Texte fourni:
+ + +

En 1983, on comptait en Champagne 15000 vignerons (pour plus de 1 million pour la France entière), dont 14000 exploitaient directement et 3 800 donnaient toutes leurs vignes en métayage. La superficie moyenne par exploitant était de l’ordre de un hectare et demi, ce qui est très peu et fait de la Champagne la région viticole où la propriété est la plus morcelée. C’est peut-être la modestie des surfaces qui veut que l’on y emploie encore parfois dans les conversations la verge, qui vaut 50 m2, ou l’arpent, qui varie de 40 à 50 ares selon les endroits. Il faut savoir, cependant, que pour plus de la moitié des propriétaires, 6400 en 1983 soit 54 % de tous les exploitants, la culture de leur vigne n’est qu’une activité secondaire. Ce sont des salariés du champagne, ou bien ils sont ouvriers, cheminots, employés, enseignants et, s’ils exploitent eux-mêmes leur vigne, ils s’en occupent le samedi et le dimanche et font généralement appel à des prestataires de service pour les travaux importants. Il y a aussi des rentiers, de nombreux retraités et, surtout dans l’Aube et dans l’Aisne, des cultivateurs. Tous ces vignerons à temps partiel ont en général moins d’un hectare, et souvent même moins d’un demi-hectare. Il en résulte que pour les exploitants pleinement vignerons, à peine un sur deux, la superficie moyenne de leur propriété est plus élevée ; elle s’établissait à 2 hectares 32 ares en 1983, ce qui est le minimum nécessaire pour qu’une famille de vigneron puisse être dans l’aisance. Sur l’ensemble des exploitations viticoles, 57,7 % avaient alors moins de 1 hectare, 32,8 % de 1 à 3 hectares et 9,5 % plus de 3 hectares. Dans ce dernier groupe, un tiers des vignerons possédaient plus de 5 hectares ; certains dépassaient même les 50 hectares, mais ils n’étaient guère plus d’une vingtaine.

+ + +

Données extraites:
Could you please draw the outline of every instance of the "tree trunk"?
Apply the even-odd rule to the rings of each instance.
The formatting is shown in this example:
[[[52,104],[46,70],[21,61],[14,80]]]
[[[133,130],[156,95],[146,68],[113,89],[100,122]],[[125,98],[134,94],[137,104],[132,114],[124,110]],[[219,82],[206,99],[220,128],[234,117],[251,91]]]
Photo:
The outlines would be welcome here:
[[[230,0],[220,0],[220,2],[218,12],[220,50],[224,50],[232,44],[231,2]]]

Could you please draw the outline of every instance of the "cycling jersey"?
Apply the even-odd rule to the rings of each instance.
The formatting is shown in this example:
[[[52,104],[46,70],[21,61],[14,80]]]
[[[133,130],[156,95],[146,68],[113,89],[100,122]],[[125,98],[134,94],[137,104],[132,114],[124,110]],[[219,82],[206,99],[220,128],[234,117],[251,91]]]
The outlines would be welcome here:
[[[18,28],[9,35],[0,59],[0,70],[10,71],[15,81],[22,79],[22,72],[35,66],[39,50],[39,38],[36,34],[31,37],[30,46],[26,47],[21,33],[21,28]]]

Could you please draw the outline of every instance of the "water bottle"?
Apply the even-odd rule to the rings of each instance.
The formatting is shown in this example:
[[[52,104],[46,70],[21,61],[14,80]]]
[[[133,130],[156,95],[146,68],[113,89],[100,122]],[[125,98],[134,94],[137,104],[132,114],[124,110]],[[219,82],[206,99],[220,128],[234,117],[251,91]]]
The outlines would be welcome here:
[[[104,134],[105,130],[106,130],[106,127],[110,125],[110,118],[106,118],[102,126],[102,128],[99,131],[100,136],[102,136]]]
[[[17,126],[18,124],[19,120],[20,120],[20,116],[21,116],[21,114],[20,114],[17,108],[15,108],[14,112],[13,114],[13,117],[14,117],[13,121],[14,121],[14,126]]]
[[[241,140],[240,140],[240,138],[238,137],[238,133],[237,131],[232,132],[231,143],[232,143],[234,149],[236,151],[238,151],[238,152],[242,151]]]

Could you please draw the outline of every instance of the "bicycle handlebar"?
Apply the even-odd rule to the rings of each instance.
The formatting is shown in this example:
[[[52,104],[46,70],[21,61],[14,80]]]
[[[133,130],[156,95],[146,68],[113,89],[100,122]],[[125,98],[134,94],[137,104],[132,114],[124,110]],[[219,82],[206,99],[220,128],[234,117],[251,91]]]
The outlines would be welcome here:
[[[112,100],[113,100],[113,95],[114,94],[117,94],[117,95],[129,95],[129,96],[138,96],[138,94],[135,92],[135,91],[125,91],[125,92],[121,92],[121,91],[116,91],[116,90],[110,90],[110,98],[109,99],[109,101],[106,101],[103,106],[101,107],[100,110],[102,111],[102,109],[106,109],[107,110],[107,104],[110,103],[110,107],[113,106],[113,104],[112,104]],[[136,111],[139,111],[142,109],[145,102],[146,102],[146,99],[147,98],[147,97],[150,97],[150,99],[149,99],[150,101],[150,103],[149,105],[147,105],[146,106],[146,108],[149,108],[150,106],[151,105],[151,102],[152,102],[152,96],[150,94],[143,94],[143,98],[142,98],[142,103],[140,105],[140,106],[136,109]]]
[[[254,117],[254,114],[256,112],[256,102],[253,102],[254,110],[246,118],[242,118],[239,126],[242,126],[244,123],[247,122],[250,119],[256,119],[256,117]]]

+ + +

Consignes:
A - D'après le texte sur les vignerons de Champagne, quelle était en 1983 la superficie moyenne de la propriété des exploitants pleinement vignerons ?
B - Prolongez le texte sur les vignerons de Champagne à la suite de sa dernière phrase.

Réponses:
A - 2 hectares 32 ares.

B -
Le vigneron qui exploite moins de 3 ou 4 hectares travaille seul, aidé à temps partiel par son épouse et un de ses enfants ou ascendants. A partir de 4 à 5 hectares, il faut faire appel à un ou plusieurs ouvriers agricoles, éventuellement au travail à façon. Les petits vignerons, mais aussi parfois des exploitants importants, complètent souvent les revenus de leur propriété en prenant des vignes en location, en viager, à la tâche, ou en métayage. Cette dernière forme de contrat est en honneur en Champagne depuis la seconde guerre mondiale, tout spécialement dans l’Aisne, alors que c’est une formule qui tend à disparaître en France, sauf toutefois dans le vignoble de la Loire, et surtout dans celui du Beaujolais où 7 % de la surface du vignoble est en fermage et 47,5 % en métayage. En Champagne viticole, le métayage prend le plus souvent la forme du tiers franc, le propriétaire conservant le tiers de la récolte et le métayer disposant du reste. La moitié des vignerons sont à la fois propriétaires-exploitants et métayers. En 1982, les modes d’exploitation se répartissaient comme suit : en propriété 62,5 %, en fermage 18 %, en métayage 19,5 %.
Le propriétaire-récoltant peut conserver l’habitude, vieille de plus d’un siècle, de vendre aux vendanges tous ses raisins au Négoce, qui en assure généralement le pressurage. Il est alors connu comme vendeur au kilo. Certains des vignerons de cette catégorie conservent néanmoins une partie de leur récolte pour faire du vin qu’ils vendent en cercles lors de la campagne des vins clairs, avec l’espoir, parfois déçu, d’en tirer un meilleur prix.
Le propriétaire-récoltant peut aussi être le récoltant-manipulant déjà rencontré dans les chapitres précédents. Il produit alors lui-même du champagne avec les raisins de son exploitation. Faire son vin en Champagne, même s’il est effervescent, n’est après tout que le prolongement normal de l’activité viticole du vigneron ; c’est ce qui se pratique dans les autres vignobles de France et d’ailleurs.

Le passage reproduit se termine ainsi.